Exercise set:
a – List the pieces of advice that the text on babies' sleep sets off as bullet points.
b – Answer these questions from the text on babies' sleep:
(i) Around what age does the text say many babies become clingy?
(ii) What share of babies who already sleep well suffer disturbed nights between the ages of 7 and 9 months?
(iii) What does the text say you may need to consider if your baby still refuses to settle?
c – Pick up the text on babies' sleep after its last sentence and carry it on.

No matter how frustrating the problems are that you encounter while teaching your child to sleep successfully on his own, just remember: there isn't one that hasn't been encountered - and solved - by other parents before you.

One of the most common problems are clingy babies, whose sleep is disrupted because they are worried about being separated from their parent.

Clingy babies
Some babies are more clingy than others. Many become clingy at certain developmental stages: a key time is around 8 months, when your baby works out that you and he are not one and the same, but different people. Most babies deal with this realization by sticking even closer than usual to their parents; this phase tends to last for a couple of months and is known as 'separation anxiety'.

- It is a good idea to teach your baby to send himself to sleep before he gets to this stage: telling him that he has to settle himself is likely to be more difficult if he is showing anxiety whenever you leave him. However, it is not impossible to teach babies who are generally clingy to send themselves to sleep.
- Choose a strategy that gives your baby the level of reassurance you think he needs and allow more time before you judge the results. Your baby will come to understand that although you leave him, you are not abandoning him.

If you have already established a successful sleep programme, don't be surprised if it encounters a minor setback as your baby develops separation anxiety: half of all babies who are already sleeping well suffer disturbed nights between the ages of 7 and 9 months. Unfortunately, this may not be a one-off: there may be many different points throughout his first couple of years when your baby seeks extra comfort from you as he works out his place in the world -and he may ask for some of this at night.

- Revive your original sleep strategy, give your child the reassurance he needs and guide him back towards sleep. If he normally sleeps well, he will want to return to unbroken nights as much as you do, once he feels confident enough to do so.

When nothing else seems to work
If you've followed the advice so far and your baby is still refusing to settle, you may need to consider alternative strategies.

Excerpted records:

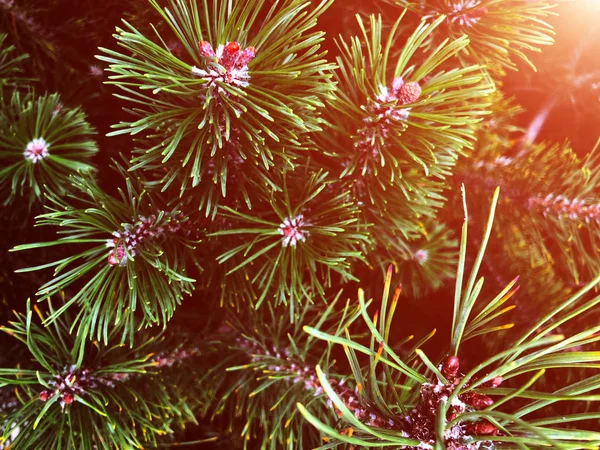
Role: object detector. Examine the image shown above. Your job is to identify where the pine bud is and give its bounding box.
[467,420,498,436]
[442,356,460,380]
[108,250,119,266]
[198,41,215,58]
[62,392,75,405]
[397,81,421,105]
[460,392,494,411]
[235,47,256,69]
[219,42,240,71]
[392,77,404,96]
[469,6,489,19]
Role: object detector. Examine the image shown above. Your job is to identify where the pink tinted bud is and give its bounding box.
[469,6,489,19]
[62,392,75,405]
[235,47,256,69]
[396,81,421,105]
[467,420,498,436]
[108,250,119,266]
[198,41,215,58]
[442,356,460,380]
[219,42,240,70]
[392,77,404,96]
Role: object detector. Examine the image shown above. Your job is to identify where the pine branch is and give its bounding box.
[0,302,203,450]
[0,90,98,208]
[98,0,333,214]
[386,0,555,74]
[13,169,202,344]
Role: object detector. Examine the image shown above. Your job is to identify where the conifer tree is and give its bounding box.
[0,0,600,450]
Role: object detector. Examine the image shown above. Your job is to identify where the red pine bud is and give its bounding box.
[198,41,215,58]
[397,81,421,105]
[460,392,494,411]
[442,356,460,380]
[219,42,240,71]
[467,420,498,436]
[108,250,119,266]
[469,6,489,19]
[392,77,404,96]
[235,47,256,69]
[62,392,75,405]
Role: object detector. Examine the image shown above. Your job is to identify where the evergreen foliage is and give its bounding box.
[0,299,202,450]
[14,169,199,345]
[0,90,98,207]
[0,0,600,450]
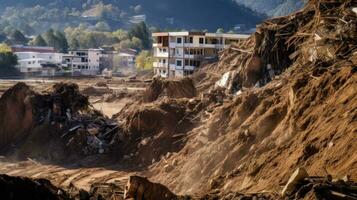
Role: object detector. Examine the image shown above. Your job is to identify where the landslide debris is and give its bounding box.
[148,0,357,197]
[0,175,71,200]
[0,83,119,161]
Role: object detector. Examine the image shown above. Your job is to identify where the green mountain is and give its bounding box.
[235,0,304,16]
[0,0,265,35]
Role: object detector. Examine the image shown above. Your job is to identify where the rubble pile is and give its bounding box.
[0,175,71,200]
[0,83,119,160]
[143,78,197,102]
[116,99,202,166]
[281,168,357,200]
[81,85,113,96]
[150,0,357,197]
[196,1,356,94]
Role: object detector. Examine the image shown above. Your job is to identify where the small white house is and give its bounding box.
[15,52,63,75]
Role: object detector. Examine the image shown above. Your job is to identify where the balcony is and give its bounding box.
[152,43,163,47]
[170,65,196,71]
[185,54,203,59]
[154,51,169,58]
[153,62,167,68]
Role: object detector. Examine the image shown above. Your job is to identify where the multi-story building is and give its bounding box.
[63,49,102,75]
[152,32,249,77]
[14,52,63,75]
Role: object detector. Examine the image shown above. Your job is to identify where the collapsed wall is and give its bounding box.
[0,83,119,161]
[0,83,34,150]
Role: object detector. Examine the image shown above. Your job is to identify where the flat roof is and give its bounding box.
[152,31,250,39]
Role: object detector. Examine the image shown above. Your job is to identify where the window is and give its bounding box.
[200,38,204,44]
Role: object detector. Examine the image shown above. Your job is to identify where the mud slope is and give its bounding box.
[149,1,357,194]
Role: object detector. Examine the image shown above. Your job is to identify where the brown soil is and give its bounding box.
[143,78,197,102]
[0,0,357,199]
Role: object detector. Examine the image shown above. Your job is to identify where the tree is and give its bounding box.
[8,29,28,44]
[112,29,129,41]
[30,35,47,47]
[55,31,68,52]
[95,21,110,32]
[129,22,151,49]
[134,5,143,14]
[119,37,143,50]
[216,28,224,33]
[0,33,6,42]
[0,43,17,76]
[135,51,154,70]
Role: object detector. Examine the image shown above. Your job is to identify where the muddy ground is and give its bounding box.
[0,0,357,200]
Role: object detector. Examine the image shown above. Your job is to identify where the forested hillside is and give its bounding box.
[0,0,265,35]
[235,0,304,16]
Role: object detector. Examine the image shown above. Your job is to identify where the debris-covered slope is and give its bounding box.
[0,83,118,161]
[146,1,357,198]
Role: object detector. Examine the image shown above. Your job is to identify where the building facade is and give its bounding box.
[152,32,249,77]
[12,46,135,76]
[14,52,62,76]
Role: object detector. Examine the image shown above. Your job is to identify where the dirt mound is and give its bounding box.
[0,175,71,200]
[0,83,35,150]
[124,176,178,200]
[81,86,113,96]
[0,83,119,161]
[117,99,200,166]
[143,78,197,102]
[145,1,357,197]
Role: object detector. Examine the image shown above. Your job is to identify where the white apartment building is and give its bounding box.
[15,52,63,75]
[152,32,249,77]
[62,49,102,75]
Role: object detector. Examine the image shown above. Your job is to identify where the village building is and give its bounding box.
[152,32,249,77]
[14,49,62,76]
[12,46,137,76]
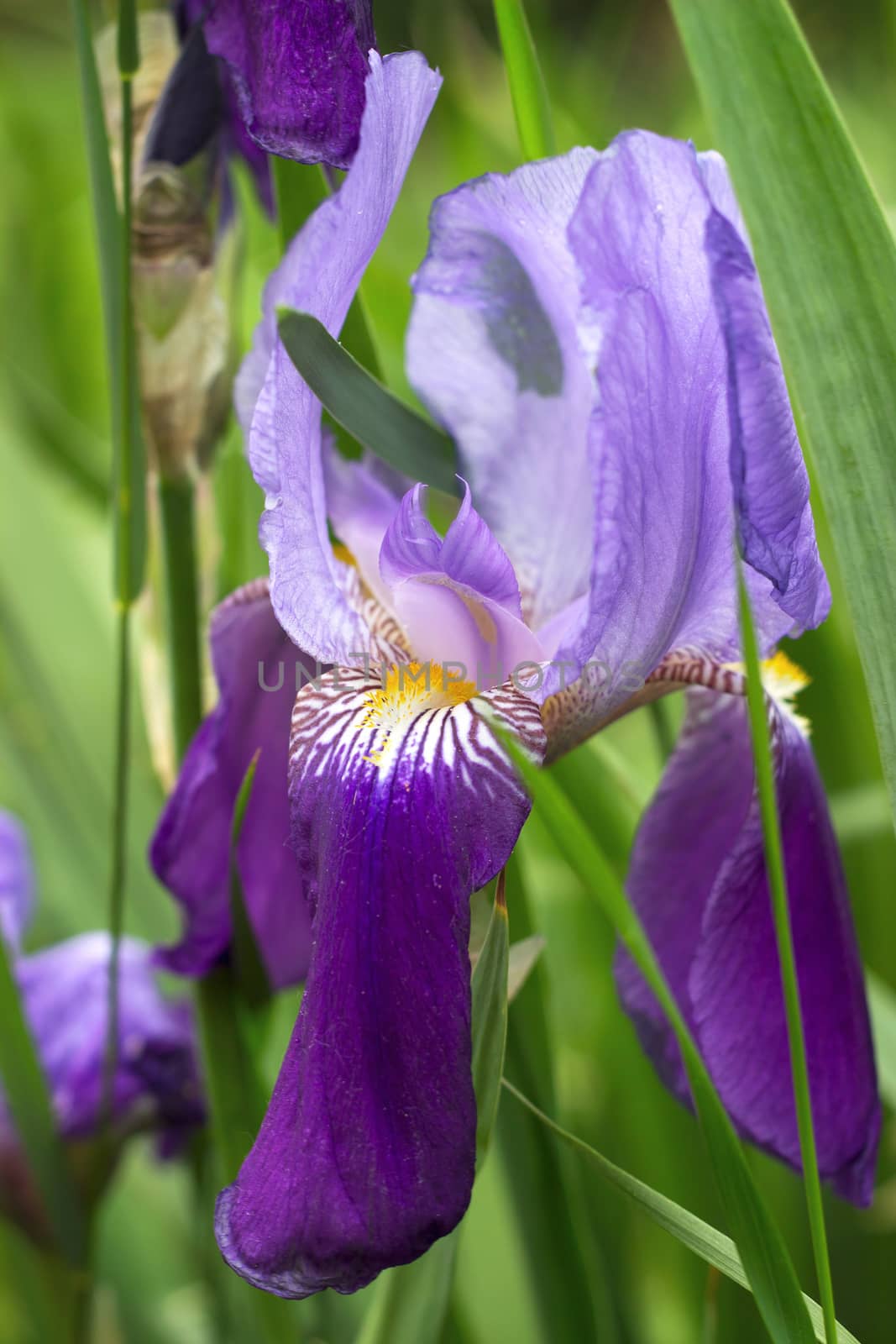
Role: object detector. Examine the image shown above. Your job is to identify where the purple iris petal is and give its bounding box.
[407,150,598,630]
[0,932,203,1141]
[380,482,542,687]
[561,132,826,708]
[706,210,831,633]
[217,669,544,1297]
[150,580,314,988]
[237,51,441,663]
[616,690,880,1205]
[324,441,407,607]
[196,0,376,168]
[0,811,34,953]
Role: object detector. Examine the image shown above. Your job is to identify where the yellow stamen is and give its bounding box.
[333,542,358,569]
[360,663,477,764]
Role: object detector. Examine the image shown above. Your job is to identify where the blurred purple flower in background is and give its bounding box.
[180,0,376,180]
[0,813,204,1221]
[155,66,878,1297]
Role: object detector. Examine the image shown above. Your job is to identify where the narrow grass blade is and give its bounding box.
[275,155,329,253]
[670,0,896,806]
[495,851,618,1344]
[278,307,458,495]
[504,1078,858,1344]
[508,932,544,1004]
[495,0,556,159]
[0,937,87,1268]
[159,475,203,761]
[71,0,146,603]
[495,724,814,1344]
[867,972,896,1110]
[230,748,271,1008]
[471,869,511,1167]
[737,560,837,1344]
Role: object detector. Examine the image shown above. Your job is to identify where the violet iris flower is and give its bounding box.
[157,54,878,1297]
[0,813,204,1223]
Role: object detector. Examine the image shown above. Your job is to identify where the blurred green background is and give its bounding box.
[0,0,896,1344]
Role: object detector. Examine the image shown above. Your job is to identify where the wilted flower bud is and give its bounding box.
[98,11,237,479]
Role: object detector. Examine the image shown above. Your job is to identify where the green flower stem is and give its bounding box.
[159,475,202,761]
[495,0,556,159]
[159,419,298,1344]
[102,15,139,1125]
[737,560,837,1344]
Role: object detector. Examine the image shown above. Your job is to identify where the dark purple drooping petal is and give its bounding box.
[196,0,376,168]
[150,580,314,988]
[0,811,34,953]
[380,486,542,690]
[616,690,880,1205]
[217,669,544,1297]
[0,932,204,1147]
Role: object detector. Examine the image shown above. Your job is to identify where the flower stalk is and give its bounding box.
[159,475,202,761]
[737,558,837,1344]
[102,0,143,1122]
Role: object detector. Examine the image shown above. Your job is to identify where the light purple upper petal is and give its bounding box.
[548,132,826,717]
[0,811,34,953]
[380,482,542,688]
[150,580,314,988]
[407,150,596,630]
[616,690,880,1205]
[4,932,203,1138]
[217,669,544,1297]
[243,51,441,663]
[197,0,376,168]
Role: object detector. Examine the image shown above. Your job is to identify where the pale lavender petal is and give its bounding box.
[324,439,407,607]
[380,486,542,688]
[217,669,544,1297]
[200,0,376,168]
[616,690,880,1205]
[563,132,824,717]
[238,51,441,663]
[706,210,831,634]
[150,580,314,988]
[7,932,204,1138]
[0,811,34,953]
[407,150,598,630]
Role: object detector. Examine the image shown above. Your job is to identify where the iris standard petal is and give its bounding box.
[217,669,544,1297]
[564,132,824,717]
[616,690,880,1205]
[0,811,34,953]
[150,580,316,988]
[407,150,598,630]
[238,51,441,663]
[191,0,376,168]
[380,482,544,690]
[706,210,831,638]
[7,932,203,1138]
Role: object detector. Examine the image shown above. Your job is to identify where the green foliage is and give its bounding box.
[278,307,458,495]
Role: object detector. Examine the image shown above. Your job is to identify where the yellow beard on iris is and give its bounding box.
[360,663,477,764]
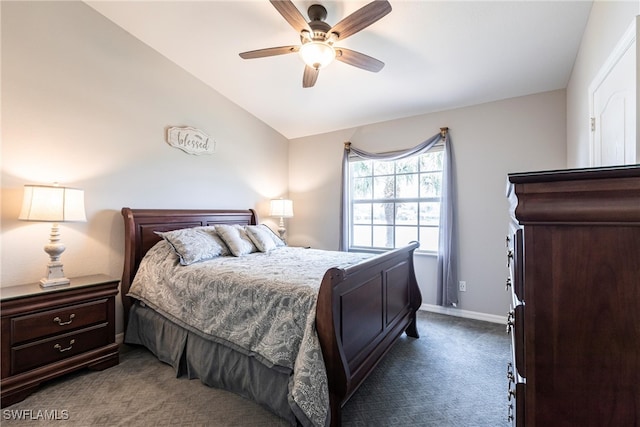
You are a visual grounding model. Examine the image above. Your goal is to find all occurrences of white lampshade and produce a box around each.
[300,41,336,70]
[18,185,87,222]
[269,199,293,218]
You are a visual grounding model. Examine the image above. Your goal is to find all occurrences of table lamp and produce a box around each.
[18,185,87,288]
[269,199,293,242]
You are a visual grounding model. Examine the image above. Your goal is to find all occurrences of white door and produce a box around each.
[590,17,638,166]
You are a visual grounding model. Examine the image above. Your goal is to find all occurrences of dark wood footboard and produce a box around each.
[316,243,422,426]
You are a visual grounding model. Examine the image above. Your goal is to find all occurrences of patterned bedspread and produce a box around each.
[128,241,370,426]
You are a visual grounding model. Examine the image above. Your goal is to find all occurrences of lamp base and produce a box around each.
[40,263,71,288]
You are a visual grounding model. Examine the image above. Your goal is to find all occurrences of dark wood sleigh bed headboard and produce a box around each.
[120,208,258,330]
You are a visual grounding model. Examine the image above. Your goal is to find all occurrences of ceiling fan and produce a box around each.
[240,0,391,87]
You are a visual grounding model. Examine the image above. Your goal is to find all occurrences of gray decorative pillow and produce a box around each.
[215,224,258,256]
[196,225,231,256]
[156,227,228,265]
[245,225,277,252]
[247,224,287,248]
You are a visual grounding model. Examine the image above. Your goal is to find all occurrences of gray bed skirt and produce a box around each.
[124,304,310,426]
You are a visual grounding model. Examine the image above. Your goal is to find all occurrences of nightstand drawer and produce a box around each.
[11,323,109,375]
[11,298,109,345]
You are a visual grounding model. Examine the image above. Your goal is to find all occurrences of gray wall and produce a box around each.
[1,2,289,330]
[289,90,566,317]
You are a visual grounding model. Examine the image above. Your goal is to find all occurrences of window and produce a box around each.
[349,145,444,252]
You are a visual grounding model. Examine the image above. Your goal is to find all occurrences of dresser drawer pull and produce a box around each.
[507,362,516,382]
[507,310,515,334]
[53,340,76,353]
[53,314,76,326]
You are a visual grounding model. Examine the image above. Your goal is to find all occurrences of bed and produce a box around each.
[121,208,421,426]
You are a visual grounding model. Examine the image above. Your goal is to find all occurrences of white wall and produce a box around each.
[567,0,640,168]
[1,2,288,338]
[289,90,566,316]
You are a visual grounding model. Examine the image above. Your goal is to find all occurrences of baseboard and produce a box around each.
[420,304,507,324]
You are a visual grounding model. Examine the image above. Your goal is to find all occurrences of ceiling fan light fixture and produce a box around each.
[300,41,336,70]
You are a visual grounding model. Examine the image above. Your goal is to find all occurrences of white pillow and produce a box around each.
[245,225,277,252]
[215,224,258,256]
[156,227,229,265]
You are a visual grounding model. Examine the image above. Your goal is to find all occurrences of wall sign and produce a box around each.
[167,127,216,155]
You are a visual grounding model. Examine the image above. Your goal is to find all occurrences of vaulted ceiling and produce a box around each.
[86,0,592,139]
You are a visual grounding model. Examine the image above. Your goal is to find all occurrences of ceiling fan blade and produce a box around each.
[335,47,384,73]
[240,46,300,59]
[302,65,320,87]
[270,0,311,33]
[329,0,391,40]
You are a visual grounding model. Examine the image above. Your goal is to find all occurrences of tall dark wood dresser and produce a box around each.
[507,165,640,427]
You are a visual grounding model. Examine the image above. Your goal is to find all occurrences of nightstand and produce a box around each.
[0,274,119,408]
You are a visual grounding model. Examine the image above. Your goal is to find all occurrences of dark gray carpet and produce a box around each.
[0,312,510,427]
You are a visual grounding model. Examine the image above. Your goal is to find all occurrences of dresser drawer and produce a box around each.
[511,304,527,378]
[11,298,109,345]
[11,323,109,375]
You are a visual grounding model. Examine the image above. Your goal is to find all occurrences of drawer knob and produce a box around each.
[53,340,76,353]
[53,313,76,326]
[507,362,516,387]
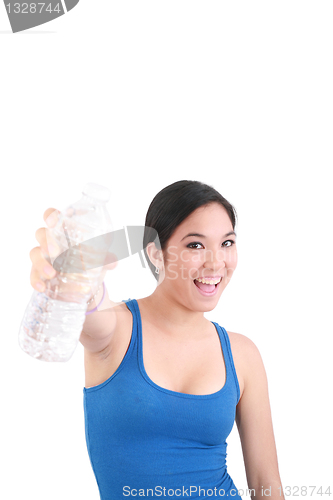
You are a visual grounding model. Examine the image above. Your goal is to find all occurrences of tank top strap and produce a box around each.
[212,321,240,404]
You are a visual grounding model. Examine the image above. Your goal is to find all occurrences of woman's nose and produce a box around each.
[204,250,225,270]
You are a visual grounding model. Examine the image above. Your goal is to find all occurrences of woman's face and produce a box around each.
[158,203,237,312]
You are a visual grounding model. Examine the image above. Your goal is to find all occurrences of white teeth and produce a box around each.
[196,278,221,285]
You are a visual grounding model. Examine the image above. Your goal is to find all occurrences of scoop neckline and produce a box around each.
[131,299,229,399]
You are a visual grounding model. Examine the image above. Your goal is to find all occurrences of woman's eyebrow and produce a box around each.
[180,231,237,241]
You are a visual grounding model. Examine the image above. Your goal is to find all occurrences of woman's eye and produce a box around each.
[187,242,202,250]
[223,240,235,247]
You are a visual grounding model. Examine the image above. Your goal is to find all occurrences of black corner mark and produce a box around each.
[64,0,80,12]
[4,0,79,33]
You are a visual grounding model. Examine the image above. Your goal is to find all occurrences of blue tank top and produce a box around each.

Answers to each task:
a –
- Teach your baby to send himself to sleep before he reaches the stage of separation anxiety.
- Choose a strategy that gives your baby the level of reassurance you think he needs, and allow more time before you judge the results.
- Revive your original sleep strategy, give your child the reassurance he needs and guide him back towards sleep.

b –
(i) Around 8 months.
(ii) Half.
(iii) Alternative strategies.

c –
- If he had a difficult birth, he may be in discomfort. A cranial osteopath may be able to relieve the pressure in his skull by very gentle manipulation to realign his bones.

- Massage is also an effective way of relaxing anxious babies. Ask your health visitor for details of your nearest baby massage class. You may like to combine massage with aromatherapy. Choose a relaxing essential oil that is suitable for use with babies and small children (such as lavender or camomile), dilute in the correct proportions in an appropriate 'carrier' oil (such as almond oil), and massage the mixture into your baby's skin. However, you must never use essential or aromatherapy oils on your baby if he is under 3 months old without expert advice, and even after this age you must make sure you use them with proper care and caution. If you are in any doubt whether aromatherapy or a particular oil is appropriate for your child, consult a registered aroma-therapist.
- Your child may have a food sensitivity or allergy that is making it difficult for him to sleep. Keep a diary of his diet and sleep to establish any correlation yourself, or ask your doctor to refer him to a dietician.
- If your child appears restless and impulsive, he may be suffering from Attention Deficit Disorder (ADD). If he seems very overactive, he may have the related Attention Deficit Hyperactivity Disorder (ADHD). If your child is diagnosed with ADD or ADHD, ask for specialist help to devise a sleep program that will accommodate his needs.

If you haven't been able to pinpoint the problem, consult your doctor, or a specialist organization.